**TASK BRIEF:** Copy every entry exactly as it reads and exclude whatever pictures appear.

**RECORDS SUPPLIED:**
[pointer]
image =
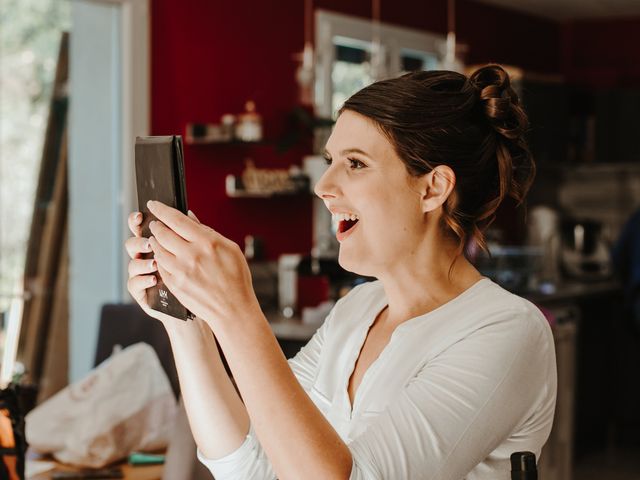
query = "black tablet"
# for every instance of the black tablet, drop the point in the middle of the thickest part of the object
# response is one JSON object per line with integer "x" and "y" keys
{"x": 160, "y": 176}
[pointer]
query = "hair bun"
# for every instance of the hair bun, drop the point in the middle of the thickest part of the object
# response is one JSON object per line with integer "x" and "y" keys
{"x": 499, "y": 100}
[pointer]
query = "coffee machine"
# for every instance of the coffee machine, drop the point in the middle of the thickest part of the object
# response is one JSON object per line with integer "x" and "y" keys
{"x": 585, "y": 253}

**YOUR SOLUTION:**
[pointer]
image =
query = "black tablet"
# for every instance of the black tablet, drop the point in the middle of the thickest part of the object
# response is one JSON object per line with integer "x" and "y" keys
{"x": 160, "y": 176}
[pointer]
query = "hair bun"
# for every instance of the hair bun, drop the point in the middle of the thickest part of the object
# response is one JSON object per line with integer "x" and "y" keys
{"x": 499, "y": 100}
[pointer]
query = "coffee machine"
# for every instance of the coffee machine, drop the point in the middle of the thickest part of the object
# response is one JSON object per line with integer "x" and "y" keys
{"x": 585, "y": 253}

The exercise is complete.